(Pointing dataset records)
- - -

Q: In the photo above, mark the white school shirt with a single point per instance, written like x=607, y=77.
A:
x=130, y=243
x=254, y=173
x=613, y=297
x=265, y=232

- - -

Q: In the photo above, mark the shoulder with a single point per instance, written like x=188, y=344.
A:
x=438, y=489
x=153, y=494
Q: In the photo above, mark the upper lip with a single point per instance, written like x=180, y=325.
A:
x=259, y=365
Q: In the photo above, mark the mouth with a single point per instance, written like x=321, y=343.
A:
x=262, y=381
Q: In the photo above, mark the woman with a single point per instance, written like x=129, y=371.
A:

- - -

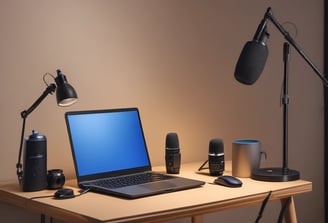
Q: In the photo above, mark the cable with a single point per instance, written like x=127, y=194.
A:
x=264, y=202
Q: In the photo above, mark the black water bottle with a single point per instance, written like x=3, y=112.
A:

- - -

Format the lines of the records from the one containing "Q: In the photo above, mark the white" through the one containing "x=265, y=232", both included, as a JSON list of strings with one string per line and blank lines left out.

*Completed task:*
[
  "Q: In the photo above, mark the white school shirt with a single point per instance, written like x=607, y=77.",
  "A:",
  "x=130, y=243",
  "x=254, y=173",
  "x=613, y=297",
  "x=265, y=232"
]